== What is required ==
For each line below that holds "towel", return the line as it stands.
Start of The input
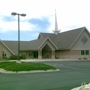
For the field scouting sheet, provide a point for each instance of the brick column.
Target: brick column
(39, 54)
(53, 54)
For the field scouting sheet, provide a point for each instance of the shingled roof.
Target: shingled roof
(24, 45)
(65, 39)
(62, 41)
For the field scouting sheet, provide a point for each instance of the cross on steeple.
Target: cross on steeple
(56, 31)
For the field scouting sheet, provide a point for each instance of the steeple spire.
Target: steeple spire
(56, 31)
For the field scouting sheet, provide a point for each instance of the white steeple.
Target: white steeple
(56, 31)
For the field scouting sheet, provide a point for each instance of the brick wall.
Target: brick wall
(0, 51)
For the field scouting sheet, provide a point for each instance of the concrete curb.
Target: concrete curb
(22, 72)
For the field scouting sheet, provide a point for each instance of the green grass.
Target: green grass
(25, 66)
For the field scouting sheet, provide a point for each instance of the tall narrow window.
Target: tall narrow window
(82, 52)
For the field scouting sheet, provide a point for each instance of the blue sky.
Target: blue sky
(41, 17)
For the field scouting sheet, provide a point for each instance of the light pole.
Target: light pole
(23, 15)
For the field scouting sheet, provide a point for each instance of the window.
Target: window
(30, 53)
(84, 52)
(84, 39)
(87, 52)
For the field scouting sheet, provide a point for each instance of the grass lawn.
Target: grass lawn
(25, 66)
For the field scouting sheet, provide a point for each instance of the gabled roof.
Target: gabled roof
(24, 45)
(65, 39)
(61, 41)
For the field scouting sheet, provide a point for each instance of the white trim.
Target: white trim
(45, 41)
(7, 47)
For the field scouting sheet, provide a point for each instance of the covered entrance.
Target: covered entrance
(47, 50)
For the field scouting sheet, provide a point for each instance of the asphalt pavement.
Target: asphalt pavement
(72, 73)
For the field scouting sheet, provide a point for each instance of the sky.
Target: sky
(40, 17)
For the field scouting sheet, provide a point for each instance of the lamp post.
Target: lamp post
(23, 15)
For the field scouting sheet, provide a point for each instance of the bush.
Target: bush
(85, 58)
(14, 57)
(79, 58)
(56, 57)
(22, 56)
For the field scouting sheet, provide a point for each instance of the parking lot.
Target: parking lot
(71, 74)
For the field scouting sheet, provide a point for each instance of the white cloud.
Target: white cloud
(70, 13)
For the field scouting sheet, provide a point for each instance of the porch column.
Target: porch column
(39, 54)
(53, 54)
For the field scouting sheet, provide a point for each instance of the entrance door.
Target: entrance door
(35, 54)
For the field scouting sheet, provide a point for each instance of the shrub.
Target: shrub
(22, 56)
(79, 58)
(14, 57)
(85, 58)
(56, 57)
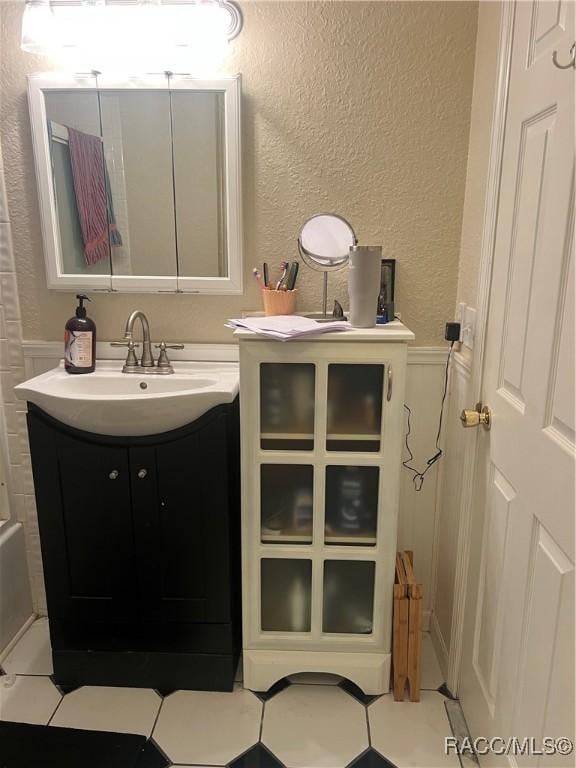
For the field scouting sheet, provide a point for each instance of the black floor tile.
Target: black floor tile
(151, 757)
(371, 759)
(64, 689)
(273, 690)
(257, 757)
(34, 746)
(356, 692)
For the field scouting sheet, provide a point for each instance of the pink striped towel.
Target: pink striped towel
End of The input
== Exercise solution ==
For the field scouting sheet, provide a point for each instance of the pink striped towel.
Target: pink striped towel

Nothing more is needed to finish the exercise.